EXERCISE PASSAGE
○ ○ ○ ○ ○

- Location: Damascus Governorate, Rif Dimashq Governorate, Southern Syria
- Date: Throughout the Assad regime of both Hafez and Bashar
- Attack type: War crimes, including torture and execution
- Victims: >120,000 overall (estimated) >100,000 in al-Qutayfah "Several tens of thousands" in Najha
- Perpetrators: Assad regime

= Mass graves in Syria =

Mass graves found after the fall of the Assad regime

A number of mass graves were uncovered after the fall of the Assad regime in December 2024. The primary site was located in al-Qutayfah, approximately 37 km (23 mi) north of Damascus, with additional mass graves discovered throughout the southern Damascus countryside and in southern Syria. The primary al-Qutayfah site was predicted by investigators to contain the human remains of at least 100,000 people who had been systematically and extrajudicially killed.

== Discovery ==

Following the fall of the Assad regime in mid-December 2024, graves attributed to the rule of the Assad family, including both Bashar al-Assad and his father Hafez al-Assad, were uncovered by NGOs such as Human Rights Watch along with several academic researchers associated with the NIOD Institute for War, Holocaust and Genocide Studies and the University of Amsterdam. Their regime conducted widespread extrajudicial killings according to Syrian rebel groups, Syrian civilians, and academic experts, particularly within Syria's prison system, resulting in hundreds of thousands of casualties over several decades. The International Commission on Missing Persons, headquartered in The Hague, The Netherlands, reported the presence of at least 66 mass grave sites across Syria.

The total number of disappeared persons since 2011 exceeds 100,000, according to the Syrian Emergency Task Force. Organizations including the Syrian Observatory for Human Rights documented approximately 80,000 confirmed deaths among the missing, with an additional 60,000 individuals believed to have died from torture.

=== Damascus ===
==== al-Qutayfah ====
A mass grave uncovered in al-Qutayfah in the countryside 25km north of Damascus emerged as the most substantial discovery by quantity, characterized by investigators as a centralized burial location for the Assad regime. Investigators estimated that the mass grave contained the human remains of at least 100,000 people.

Academic researchers, including University of Amsterdam genocide studies professor Uğur Ümit Üngör, described the site as "a reflection of the killing machine of the Assad regime". Syrian Air Force Intelligence was identified as the primary organization responsible for transporting deceased individuals from medical facilities or prisons to the burial sites.

○ ○ ○ ○ ○

SUPPLIED ENTRIES
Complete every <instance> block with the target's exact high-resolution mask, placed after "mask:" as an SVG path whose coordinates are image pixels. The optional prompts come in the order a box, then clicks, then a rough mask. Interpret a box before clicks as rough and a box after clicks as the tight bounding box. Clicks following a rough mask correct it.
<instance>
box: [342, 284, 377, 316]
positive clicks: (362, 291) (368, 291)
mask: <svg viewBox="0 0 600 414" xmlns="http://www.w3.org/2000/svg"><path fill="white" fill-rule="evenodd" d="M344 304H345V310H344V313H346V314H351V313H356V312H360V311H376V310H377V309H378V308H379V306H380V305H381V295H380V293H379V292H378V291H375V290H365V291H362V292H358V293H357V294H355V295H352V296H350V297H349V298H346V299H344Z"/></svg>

○ ○ ○ ○ ○

SET OF TASKS
1. Could you rewrite the part of the text on the Syrian mass graves starting with "Following the fall" and going on through "sites across Syria.", changing "NGOs" to "nongovernmental organizations"?
2. How would the article on the mass graves in Syria go on from its final sentence?

EXPECTED RESPONSES
1.
Following the fall of the Assad regime in mid-December 2024, graves attributed to the rule of the Assad family, including both Bashar al-Assad and his father Hafez al-Assad, were uncovered by nongovernmental organizations such as Human Rights Watch along with several academic researchers associated with the NIOD Institute for War, Holocaust and Genocide Studies and the University of Amsterdam. Their regime conducted widespread extrajudicial killings according to Syrian rebel groups, Syrian civilians, and academic experts, particularly within Syria's prison system, resulting in hundreds of thousands of casualties over several decades. The International Commission on Missing Persons, headquartered in The Hague, The Netherlands, reported the presence of at least 66 mass grave sites across Syria.

2.
Local witnesses reported seeing security forces transporting bodies in refrigerated containers throughout the Syrian civil war. Religious leader Abdul Kadir al-Sheikha provided testimony about conducting burial rites for at least 100 victims within a 30-square-meter area, before being excluded from further ceremonies by secret police.

==== Najha ====
A second large mass grave was found in the settlement of Najha in the southern Damascus countryside. Initial assessments by international experts indicated the potential presence of several tens of thousands of victims. The site's complexity was heightened by its proximity to an existing cemetery, with investigators discovering that some victims were buried beneath previously established graves. Surface-level examinations revealed exposed human remains, including Vertebrae and femur fragments.

==== Tadamon ====

Human Rights Watch's examination of the Tadamon neighborhood in southern Damascus revealed a mass grave associated with the Tadamon massacre in April 2013, along with additional human remains spread throughout the area bearing marks consistent with execution-style killings.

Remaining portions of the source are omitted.